§ **Work task**
Go through the data and copy each line where the string "before" appears.

++++++++

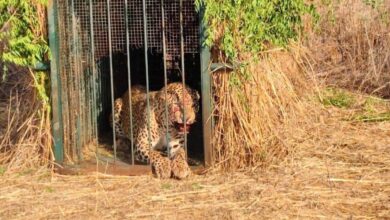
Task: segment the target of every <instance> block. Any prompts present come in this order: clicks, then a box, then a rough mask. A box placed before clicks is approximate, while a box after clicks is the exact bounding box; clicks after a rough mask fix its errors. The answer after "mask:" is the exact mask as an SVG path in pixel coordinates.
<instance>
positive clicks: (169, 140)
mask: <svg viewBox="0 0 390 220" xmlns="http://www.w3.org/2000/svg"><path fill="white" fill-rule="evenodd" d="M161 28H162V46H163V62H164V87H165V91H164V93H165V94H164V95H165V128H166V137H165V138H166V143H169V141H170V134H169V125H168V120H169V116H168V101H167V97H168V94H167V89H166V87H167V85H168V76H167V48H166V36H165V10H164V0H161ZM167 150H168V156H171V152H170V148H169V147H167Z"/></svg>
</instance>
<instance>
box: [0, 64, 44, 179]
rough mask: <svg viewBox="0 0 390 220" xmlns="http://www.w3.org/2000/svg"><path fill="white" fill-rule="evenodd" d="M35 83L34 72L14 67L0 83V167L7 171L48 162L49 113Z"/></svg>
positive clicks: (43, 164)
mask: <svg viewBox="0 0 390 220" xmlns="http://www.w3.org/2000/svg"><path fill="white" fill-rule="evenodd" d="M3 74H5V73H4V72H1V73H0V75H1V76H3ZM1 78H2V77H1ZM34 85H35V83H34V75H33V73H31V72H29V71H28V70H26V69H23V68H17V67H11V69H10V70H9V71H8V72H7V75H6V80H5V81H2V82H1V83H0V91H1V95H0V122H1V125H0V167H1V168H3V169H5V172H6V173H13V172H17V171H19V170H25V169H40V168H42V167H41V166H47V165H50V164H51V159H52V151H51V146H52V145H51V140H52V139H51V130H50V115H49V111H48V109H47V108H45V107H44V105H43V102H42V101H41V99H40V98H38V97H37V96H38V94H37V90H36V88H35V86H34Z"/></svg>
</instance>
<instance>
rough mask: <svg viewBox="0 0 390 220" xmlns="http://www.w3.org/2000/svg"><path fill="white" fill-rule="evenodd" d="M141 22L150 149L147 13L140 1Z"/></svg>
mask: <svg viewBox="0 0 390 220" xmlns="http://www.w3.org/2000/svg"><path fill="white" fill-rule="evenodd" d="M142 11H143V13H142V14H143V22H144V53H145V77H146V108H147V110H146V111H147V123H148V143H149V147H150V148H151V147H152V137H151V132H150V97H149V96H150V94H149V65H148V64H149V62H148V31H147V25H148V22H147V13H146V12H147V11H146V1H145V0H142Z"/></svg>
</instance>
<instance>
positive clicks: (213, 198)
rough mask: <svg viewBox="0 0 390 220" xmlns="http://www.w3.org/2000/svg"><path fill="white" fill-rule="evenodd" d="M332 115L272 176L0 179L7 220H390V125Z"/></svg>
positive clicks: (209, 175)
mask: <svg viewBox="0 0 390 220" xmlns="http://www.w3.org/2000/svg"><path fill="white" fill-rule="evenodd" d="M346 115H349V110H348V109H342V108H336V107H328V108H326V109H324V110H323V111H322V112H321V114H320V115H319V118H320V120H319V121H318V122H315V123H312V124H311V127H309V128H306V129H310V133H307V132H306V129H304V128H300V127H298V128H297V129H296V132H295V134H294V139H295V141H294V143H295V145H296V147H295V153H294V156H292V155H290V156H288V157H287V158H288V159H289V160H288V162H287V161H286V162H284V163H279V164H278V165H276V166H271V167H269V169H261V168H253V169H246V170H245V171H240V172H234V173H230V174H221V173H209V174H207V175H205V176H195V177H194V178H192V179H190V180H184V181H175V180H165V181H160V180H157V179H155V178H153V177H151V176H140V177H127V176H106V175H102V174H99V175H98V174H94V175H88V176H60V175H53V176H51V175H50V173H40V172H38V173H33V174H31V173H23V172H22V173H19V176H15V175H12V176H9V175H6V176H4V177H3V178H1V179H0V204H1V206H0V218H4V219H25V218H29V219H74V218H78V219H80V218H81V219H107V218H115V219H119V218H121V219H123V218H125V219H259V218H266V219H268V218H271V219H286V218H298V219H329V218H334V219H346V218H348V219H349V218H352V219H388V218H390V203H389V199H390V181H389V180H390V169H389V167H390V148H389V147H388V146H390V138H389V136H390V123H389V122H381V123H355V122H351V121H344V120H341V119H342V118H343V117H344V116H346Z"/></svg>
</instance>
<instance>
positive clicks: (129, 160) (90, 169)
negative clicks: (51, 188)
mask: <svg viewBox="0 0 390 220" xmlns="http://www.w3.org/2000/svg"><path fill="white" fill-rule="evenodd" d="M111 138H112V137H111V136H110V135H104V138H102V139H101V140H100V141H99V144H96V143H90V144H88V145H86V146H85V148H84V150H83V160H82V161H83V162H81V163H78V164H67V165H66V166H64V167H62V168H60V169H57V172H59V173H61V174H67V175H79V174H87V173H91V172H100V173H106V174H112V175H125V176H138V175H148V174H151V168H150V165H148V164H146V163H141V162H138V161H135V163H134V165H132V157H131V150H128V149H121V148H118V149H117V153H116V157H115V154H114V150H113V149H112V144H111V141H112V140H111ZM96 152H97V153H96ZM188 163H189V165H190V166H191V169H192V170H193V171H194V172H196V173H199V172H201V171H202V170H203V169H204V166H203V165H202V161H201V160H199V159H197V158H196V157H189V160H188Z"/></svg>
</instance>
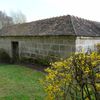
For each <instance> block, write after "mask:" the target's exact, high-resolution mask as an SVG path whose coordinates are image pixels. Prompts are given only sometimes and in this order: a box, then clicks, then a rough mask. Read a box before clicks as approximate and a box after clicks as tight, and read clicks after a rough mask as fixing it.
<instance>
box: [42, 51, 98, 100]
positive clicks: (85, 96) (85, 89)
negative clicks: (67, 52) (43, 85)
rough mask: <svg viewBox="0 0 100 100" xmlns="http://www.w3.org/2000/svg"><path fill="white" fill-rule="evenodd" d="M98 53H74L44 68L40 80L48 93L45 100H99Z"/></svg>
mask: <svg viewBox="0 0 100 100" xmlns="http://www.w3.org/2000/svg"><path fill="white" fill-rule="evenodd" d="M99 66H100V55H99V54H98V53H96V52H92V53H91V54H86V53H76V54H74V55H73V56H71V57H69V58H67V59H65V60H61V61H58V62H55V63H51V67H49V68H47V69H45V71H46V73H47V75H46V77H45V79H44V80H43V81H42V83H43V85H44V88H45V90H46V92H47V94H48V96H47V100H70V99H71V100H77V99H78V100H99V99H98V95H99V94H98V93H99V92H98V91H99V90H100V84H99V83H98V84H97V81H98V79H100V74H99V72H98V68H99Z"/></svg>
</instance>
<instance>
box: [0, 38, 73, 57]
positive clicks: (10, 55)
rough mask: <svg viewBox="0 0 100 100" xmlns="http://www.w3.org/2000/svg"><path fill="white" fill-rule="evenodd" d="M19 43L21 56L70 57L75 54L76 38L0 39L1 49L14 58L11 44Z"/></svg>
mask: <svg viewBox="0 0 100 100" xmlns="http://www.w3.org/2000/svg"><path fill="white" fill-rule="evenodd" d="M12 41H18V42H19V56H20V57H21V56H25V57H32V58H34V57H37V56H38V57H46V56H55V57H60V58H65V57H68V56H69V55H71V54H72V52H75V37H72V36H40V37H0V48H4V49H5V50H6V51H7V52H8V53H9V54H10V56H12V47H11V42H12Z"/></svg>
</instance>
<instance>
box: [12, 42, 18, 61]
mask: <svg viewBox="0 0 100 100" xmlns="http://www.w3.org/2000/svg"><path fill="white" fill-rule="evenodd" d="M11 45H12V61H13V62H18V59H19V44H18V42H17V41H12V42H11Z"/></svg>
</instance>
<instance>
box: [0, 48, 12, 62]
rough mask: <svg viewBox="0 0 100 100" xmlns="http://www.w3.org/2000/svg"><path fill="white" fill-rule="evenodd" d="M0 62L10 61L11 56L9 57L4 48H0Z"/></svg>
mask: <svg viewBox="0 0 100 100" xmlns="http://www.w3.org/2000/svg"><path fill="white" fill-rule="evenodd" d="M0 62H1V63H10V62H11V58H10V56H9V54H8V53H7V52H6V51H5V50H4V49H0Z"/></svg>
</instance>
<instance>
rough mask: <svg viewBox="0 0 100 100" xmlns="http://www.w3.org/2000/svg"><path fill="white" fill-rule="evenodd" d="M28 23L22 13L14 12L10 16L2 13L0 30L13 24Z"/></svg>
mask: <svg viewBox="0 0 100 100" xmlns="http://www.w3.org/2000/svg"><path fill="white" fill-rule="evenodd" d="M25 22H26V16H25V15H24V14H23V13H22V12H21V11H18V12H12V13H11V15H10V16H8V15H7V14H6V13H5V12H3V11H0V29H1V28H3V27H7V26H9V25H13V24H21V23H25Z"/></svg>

++++++++

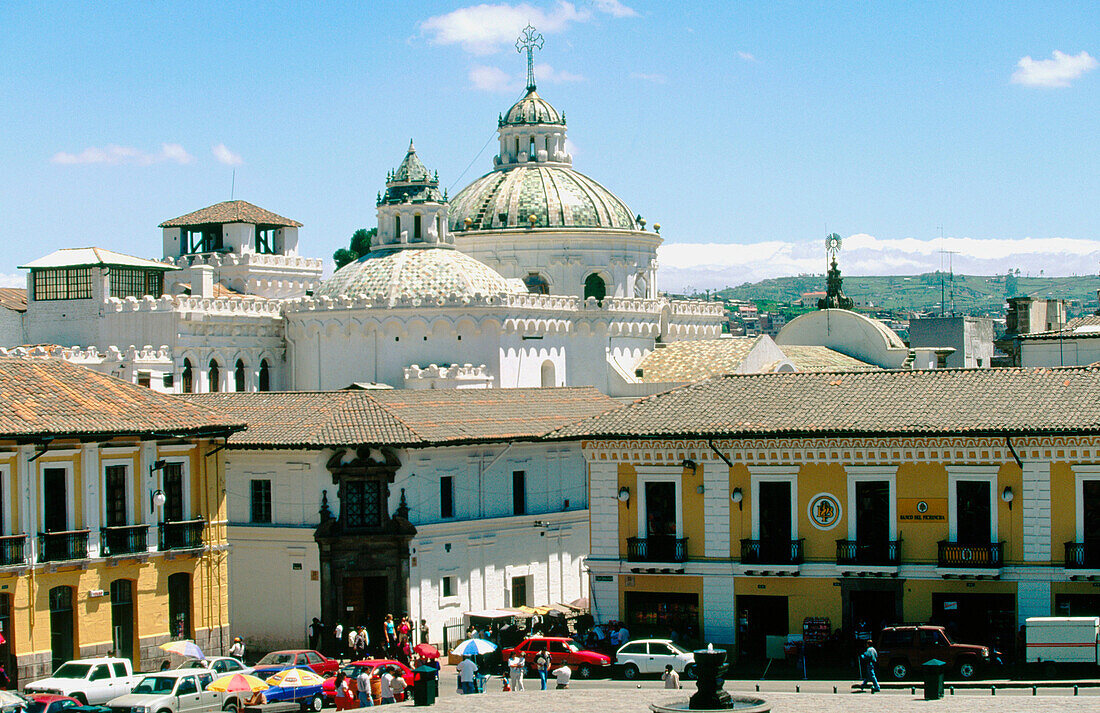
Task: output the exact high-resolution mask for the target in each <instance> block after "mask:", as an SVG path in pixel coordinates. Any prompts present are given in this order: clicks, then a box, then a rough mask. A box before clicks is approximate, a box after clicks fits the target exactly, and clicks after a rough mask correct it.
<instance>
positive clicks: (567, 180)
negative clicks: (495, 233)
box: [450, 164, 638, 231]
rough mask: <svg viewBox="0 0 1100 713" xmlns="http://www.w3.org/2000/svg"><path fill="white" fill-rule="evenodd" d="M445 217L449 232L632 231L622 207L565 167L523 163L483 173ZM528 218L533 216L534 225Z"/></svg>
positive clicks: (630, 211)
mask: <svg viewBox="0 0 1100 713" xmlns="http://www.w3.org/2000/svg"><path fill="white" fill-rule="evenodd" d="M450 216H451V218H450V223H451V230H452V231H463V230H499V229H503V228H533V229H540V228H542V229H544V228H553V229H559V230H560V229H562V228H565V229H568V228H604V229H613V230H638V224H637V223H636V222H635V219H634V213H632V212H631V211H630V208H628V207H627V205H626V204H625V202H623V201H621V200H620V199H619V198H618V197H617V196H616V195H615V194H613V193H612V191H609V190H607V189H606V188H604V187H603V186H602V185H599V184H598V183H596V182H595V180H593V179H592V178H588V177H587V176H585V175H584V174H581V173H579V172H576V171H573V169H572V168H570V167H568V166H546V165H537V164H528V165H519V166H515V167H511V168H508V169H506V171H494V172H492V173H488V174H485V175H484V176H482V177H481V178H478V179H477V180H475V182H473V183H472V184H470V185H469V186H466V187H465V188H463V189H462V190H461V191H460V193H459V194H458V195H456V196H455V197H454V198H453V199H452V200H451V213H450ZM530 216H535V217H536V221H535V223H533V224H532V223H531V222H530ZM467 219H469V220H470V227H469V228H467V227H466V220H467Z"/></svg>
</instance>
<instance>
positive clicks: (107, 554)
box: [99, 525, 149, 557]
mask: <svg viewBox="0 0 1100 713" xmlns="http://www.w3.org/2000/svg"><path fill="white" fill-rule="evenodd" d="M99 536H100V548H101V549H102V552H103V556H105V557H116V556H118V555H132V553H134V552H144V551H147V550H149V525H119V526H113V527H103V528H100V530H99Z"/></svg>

++++++++

§ **Answer space**
Task: segment the target of every <instance> block. Any prompts present come in this order: clicks, then a box, then a rough mask. A box placed before clicks is approximate, while a box after clicks is the exact bounding box; clicks after a rough mask fix its errors. The answer after "mask:" is the exact mask as an SVG path in pixel coordinates.
For each <instance> block, write after "mask:" the target's exact, high-resolution mask as an SVG path whose coordinates are image pixels. Prompts are given only sometimes and in this order: a box, then clicks, then a rough mask. Read a box before clicks as approximate and a box after clicks as tight, and read clicks after a rough mask as fixing it.
Task: output the exact high-resolution mask for the target in each <instance> block after "mask:", as an SVG path in pixel coordinates. Any prompts present are given in this order: clicks, then a box, then a rough mask. A box before clicks is approximate, a box after clicks fits the target exactly, and clicks after a rough mask correct it.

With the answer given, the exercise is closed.